* [Exercise objective] Reproduce the part of the Bang & Olufsen patch that begins at the words "Bang & Olufsen support" and stops after "above this line.", changing "Attempting" to "Trying" throughout.

* [Source extract]
-- -- --

Bang & Olufsen support plus higher precision and frequency PWM generation

src/IRrecv.cpp

@@ -1185,6 +1185,10 @@ bool IRrecv::decode(decode_results *results, irparams_t *save,
  DPRINTLN("Attempting York decode");
  if (decodeYork(results, offset, kYorkBits)) return true;
 #endif // DECODE_YORK
+#if DECODE_BANG_OLUFSEN
+ DPRINTLN("Attempting Bang & Olufsen decode");
+ if (decodeBangOlufsen(results, offset)) return true;
+#endif // DECODE_BANG_OLUFSEN
  // Typically new protocols are added above this line.
  }
 #if DECODE_HASH

src/IRrecv.h

@@ -883,6 +883,12 @@ class IRrecv {
  const uint16_t kYorkBits,
  const bool strict = true);
 #endif // DECODE_YORK
+#if DECODE_BANG_OLUFSEN
+ bool decodeBangOlufsen(decode_results *results,
+ uint16_t offset = kStartOffset,
+ const uint16_t nbits = kBangOlufsenBits,
+ const bool strict = false);
+#endif // DECODE_BANG_OLUFSEN
 };
 
 #endif // IRRECV_H_

src/IRremoteESP8266.h

@@ -952,6 +952,13 @@
 #define SEND_YORK _IR_ENABLE_DEFAULT_
 #endif // SEND_YORK
 
+#ifndef DECODE_BANG_OLUFSEN
+#define DECODE_BANG_OLUFSEN _IR_ENABLE_DEFAULT_
+#endif // DECODE_BANG_OLUFSEN
+#ifndef SEND_BANG_OLUFSEN
+#define SEND_BANG_OLUFSEN _IR_ENABLE_DEFAULT_
+#endif // SEND_BANG_OLUFSEN
+
 #if (DECODE_ARGO || DECODE_DAIKIN || DECODE_FUJITSU_AC || DECODE_GREE || \
  DECODE_KELVINATOR || DECODE_MITSUBISHI_AC || DECODE_TOSHIBA_AC || \
  DECODE_TROTEC || DECODE_HAIER_AC || DECODE_HITACHI_AC || \
@@ -1137,8 +1144,9 @@ enum decode_type_t {
  WOWWEE,
  CARRIER_AC84, // 125
  YORK,
+ BANG_OLUFSEN,
  // Add new entries before this one, and update it to point to the last entry.

-- -- --

* [Provided information]
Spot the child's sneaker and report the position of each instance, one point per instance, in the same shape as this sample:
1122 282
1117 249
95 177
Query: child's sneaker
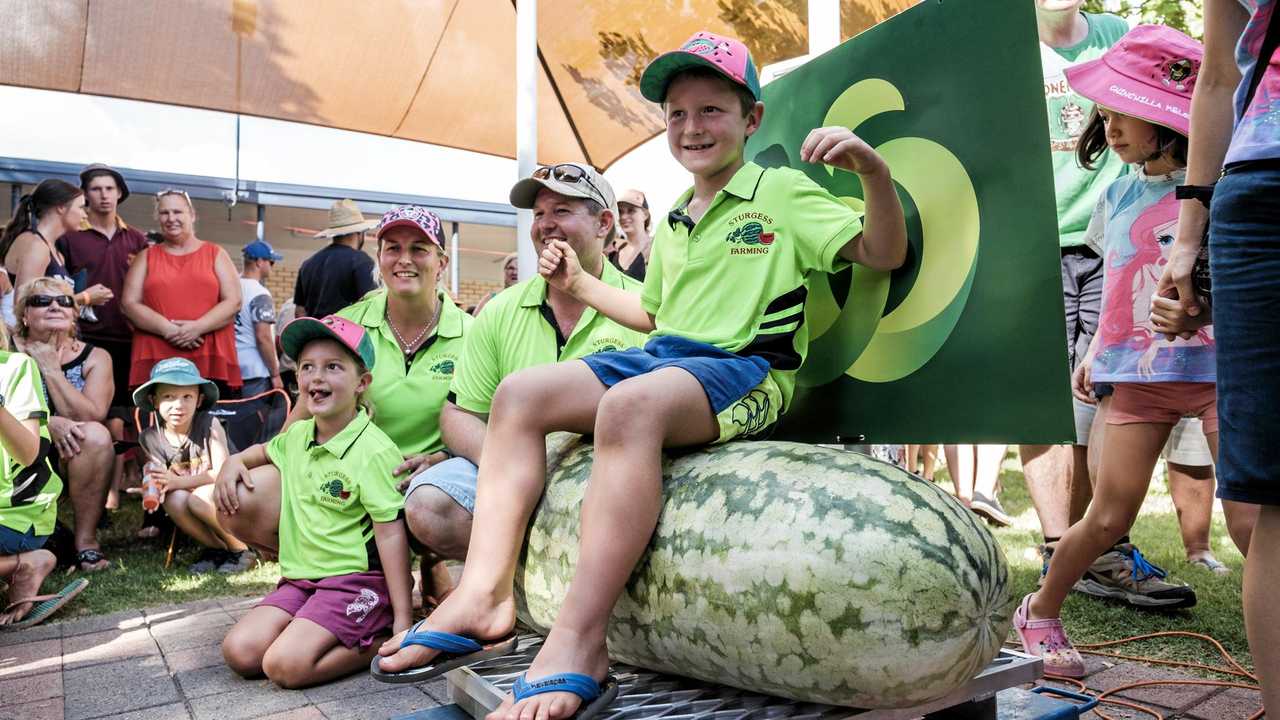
209 560
1123 573
237 563
1047 641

-- -- --

* [Answer to this problem]
Bang & Olufsen support plus higher precision and frequency PWM generation

src/IRrecv.cpp

@@ -1185,6 +1185,10 @@ bool IRrecv::decode(decode_results *results, irparams_t *save,
  DPRINTLN("Trying York decode");
  if (decodeYork(results, offset, kYorkBits)) return true;
 #endif // DECODE_YORK
+#if DECODE_BANG_OLUFSEN
+ DPRINTLN("Trying Bang & Olufsen decode");
+ if (decodeBangOlufsen(results, offset)) return true;
+#endif // DECODE_BANG_OLUFSEN
  // Typically new protocols are added above this line.